= Set problem =
List every line of the entries below that contains the word "dark".

= Task material =
****

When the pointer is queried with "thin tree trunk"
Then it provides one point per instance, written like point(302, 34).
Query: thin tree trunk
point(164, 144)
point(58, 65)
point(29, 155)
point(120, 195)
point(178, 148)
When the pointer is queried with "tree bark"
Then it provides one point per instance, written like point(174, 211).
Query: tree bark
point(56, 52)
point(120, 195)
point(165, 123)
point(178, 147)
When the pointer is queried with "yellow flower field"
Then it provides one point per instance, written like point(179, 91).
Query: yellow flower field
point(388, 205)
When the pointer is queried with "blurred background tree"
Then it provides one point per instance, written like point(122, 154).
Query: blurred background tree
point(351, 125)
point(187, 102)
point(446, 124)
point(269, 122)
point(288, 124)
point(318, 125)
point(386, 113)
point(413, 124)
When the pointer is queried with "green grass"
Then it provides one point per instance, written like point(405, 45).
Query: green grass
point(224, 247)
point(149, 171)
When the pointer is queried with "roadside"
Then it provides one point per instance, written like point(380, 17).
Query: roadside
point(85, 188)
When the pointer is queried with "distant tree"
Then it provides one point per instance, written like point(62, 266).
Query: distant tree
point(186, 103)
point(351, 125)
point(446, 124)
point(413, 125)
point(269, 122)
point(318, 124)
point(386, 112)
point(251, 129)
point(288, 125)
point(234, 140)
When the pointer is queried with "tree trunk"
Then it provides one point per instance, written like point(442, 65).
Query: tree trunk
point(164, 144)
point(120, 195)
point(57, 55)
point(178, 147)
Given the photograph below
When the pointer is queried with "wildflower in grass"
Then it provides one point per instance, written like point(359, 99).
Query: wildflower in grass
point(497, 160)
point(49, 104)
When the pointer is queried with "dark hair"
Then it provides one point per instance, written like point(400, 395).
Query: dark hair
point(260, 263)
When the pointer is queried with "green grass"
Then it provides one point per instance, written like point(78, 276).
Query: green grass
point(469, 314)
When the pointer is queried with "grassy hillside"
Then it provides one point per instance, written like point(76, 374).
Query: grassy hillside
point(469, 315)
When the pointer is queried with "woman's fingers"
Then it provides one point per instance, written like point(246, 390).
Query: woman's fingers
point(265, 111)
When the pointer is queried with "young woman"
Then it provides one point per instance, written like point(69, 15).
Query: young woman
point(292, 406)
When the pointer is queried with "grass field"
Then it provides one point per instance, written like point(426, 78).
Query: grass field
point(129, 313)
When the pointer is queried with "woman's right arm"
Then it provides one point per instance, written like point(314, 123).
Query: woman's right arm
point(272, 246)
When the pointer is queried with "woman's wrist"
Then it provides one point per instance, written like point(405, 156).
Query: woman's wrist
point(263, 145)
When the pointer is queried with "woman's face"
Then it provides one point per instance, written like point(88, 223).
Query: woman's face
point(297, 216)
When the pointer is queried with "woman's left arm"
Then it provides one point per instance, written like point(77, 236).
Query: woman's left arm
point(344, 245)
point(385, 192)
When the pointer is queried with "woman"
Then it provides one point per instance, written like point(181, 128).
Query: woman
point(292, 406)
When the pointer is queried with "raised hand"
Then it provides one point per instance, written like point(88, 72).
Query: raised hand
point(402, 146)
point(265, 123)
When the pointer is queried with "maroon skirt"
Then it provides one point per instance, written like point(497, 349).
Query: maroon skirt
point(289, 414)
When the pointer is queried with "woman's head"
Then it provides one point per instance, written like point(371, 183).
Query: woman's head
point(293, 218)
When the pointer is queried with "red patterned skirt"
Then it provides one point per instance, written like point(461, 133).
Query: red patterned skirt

****

= Full answer =
When the pointer is queried with "dark hair"
Query: dark hair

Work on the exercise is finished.